Görevler ve Alıştırmalar:
• 1. Yazım kurallarına göre yazılar ortalama kaç kelimeyi geçmemelidir?
• 2. Yazım kurallarından "4. MS Word programında, Times" sözleriyle başlayan ve "alt bölümler numaralanmalıdır." sözleri de dahil olmak üzere biten kısmı hiç değiştirmeden yazın.

Makale:
*****

4. MS Word programında, Times New Roman 11 punto, 14 nk satır aralığıyla yazılmalıdır. Yazılar ortalama 10.000 kelimeyi geçmemelidir. Makaleler PC
uyumlu Microsoft veya “doc” uzantılı belge oluşturmaya elverişli herhangi bir kelime işlem programında yazılmalıdır. Eski harfli metinler için özel bir yazı
karakteri kullanılmış ise belgeyle birlikte söz konusu karakterler de gönderilmelidir.
5. Metin içinde vurgulanması gereken kısımlar ve alıntılar italik harflerle ve tırnak içinde verilmeli; beş satırdan az alıntılar satır arasında, beş satırdan
uzun alıntılar ise satırın iki yanından 1 cm içeride, blok halinde, 14 nk satır aralığıyla ve 11 punto ile yazılmalıdır. İmlâ ve noktalama açısından makalenin
ya da konunun zorunlu kıldığı özel durumlar dışında Türk Dil Kurumu’nun İmlâ Kılavuzu esas alınmalıdır.
6. Bütün bölümler ve alt bölümler numaralanmalıdır.

*****

[Bazı satırlar]
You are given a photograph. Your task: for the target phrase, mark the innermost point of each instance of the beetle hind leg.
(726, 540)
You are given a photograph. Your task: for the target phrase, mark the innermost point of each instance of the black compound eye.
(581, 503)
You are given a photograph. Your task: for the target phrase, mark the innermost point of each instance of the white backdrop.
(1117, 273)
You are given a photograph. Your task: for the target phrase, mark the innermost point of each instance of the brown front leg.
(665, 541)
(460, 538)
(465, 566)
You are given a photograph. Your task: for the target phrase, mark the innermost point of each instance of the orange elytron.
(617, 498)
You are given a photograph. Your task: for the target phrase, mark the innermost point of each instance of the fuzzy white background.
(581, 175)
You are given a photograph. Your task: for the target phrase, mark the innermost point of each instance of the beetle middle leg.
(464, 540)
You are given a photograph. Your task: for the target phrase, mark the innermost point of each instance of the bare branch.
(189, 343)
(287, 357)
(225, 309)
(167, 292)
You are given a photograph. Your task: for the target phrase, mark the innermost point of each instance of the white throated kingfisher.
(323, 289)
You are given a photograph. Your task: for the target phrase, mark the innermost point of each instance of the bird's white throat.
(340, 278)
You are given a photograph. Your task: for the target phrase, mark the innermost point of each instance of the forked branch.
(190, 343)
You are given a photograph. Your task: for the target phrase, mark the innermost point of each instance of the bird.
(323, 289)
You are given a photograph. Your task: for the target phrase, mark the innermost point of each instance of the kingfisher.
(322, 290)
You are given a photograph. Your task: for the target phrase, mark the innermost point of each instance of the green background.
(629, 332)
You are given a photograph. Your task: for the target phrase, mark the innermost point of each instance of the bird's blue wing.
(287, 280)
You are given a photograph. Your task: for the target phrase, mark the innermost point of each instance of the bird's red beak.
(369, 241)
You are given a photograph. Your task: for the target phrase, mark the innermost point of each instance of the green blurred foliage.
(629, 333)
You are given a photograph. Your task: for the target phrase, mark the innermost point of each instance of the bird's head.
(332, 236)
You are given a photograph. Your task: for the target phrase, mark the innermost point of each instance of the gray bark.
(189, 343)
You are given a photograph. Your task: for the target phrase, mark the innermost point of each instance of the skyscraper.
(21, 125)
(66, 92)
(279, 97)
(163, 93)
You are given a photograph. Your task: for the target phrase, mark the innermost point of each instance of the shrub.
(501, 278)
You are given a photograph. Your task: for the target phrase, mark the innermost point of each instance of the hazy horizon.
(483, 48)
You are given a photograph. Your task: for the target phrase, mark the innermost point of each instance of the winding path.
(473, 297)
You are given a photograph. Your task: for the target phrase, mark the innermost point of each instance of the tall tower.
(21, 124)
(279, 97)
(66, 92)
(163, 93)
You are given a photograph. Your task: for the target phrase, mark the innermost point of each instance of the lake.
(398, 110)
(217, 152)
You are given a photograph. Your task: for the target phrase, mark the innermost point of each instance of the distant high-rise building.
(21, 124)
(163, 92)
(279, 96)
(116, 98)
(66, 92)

*****

Görevlerin Cevapları:
• 1. Ortalama 10.000 kelimeyi.

• 2.
4. MS Word programında, Times New Roman 11 punto, 14 nk satır aralığıyla yazılmalıdır. Yazılar ortalama 10.000 kelimeyi geçmemelidir. Makaleler PC
uyumlu Microsoft veya “doc” uzantılı belge oluşturmaya elverişli herhangi bir kelime işlem programında yazılmalıdır. Eski harfli metinler için özel bir yazı
karakteri kullanılmış ise belgeyle birlikte söz konusu karakterler de gönderilmelidir.
5. Metin içinde vurgulanması gereken kısımlar ve alıntılar italik harflerle ve tırnak içinde verilmeli; beş satırdan az alıntılar satır arasında, beş satırdan
uzun alıntılar ise satırın iki yanından 1 cm içeride, blok halinde, 14 nk satır aralığıyla ve 11 punto ile yazılmalıdır. İmlâ ve noktalama açısından makalenin
ya da konunun zorunlu kıldığı özel durumlar dışında Türk Dil Kurumu’nun İmlâ Kılavuzu esas alınmalıdır.
6. Bütün bölümler ve alt bölümler numaralanmalıdır.